(INSTRUCTIONS TO FOLLOW) In the listing below, set out the part that opens with the line containing "Would you point at the wooden" and closes with the line containing "point(60, 285)" as a numbered list, skipping any blank lines.

(MATERIALS PROVIDED)
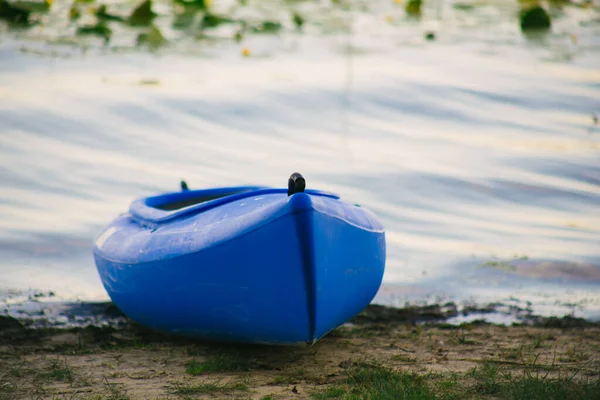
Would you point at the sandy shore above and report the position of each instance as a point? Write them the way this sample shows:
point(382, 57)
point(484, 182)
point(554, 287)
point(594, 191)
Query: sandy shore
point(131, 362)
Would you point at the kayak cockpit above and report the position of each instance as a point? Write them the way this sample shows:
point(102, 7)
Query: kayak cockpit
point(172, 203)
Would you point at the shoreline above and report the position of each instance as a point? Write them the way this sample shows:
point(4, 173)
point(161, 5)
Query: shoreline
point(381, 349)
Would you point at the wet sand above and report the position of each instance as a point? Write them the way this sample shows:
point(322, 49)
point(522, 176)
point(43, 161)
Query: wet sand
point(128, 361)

...

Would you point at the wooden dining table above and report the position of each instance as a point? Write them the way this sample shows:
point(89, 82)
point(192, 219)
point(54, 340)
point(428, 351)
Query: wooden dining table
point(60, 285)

(FINAL ANSWER)
1. Would you point at the wooden dining table above and report the position of each instance as a point? Write them the way this sample shows:
2. point(89, 82)
3. point(192, 219)
4. point(54, 340)
5. point(428, 351)
6. Query: wooden dining table
7. point(60, 285)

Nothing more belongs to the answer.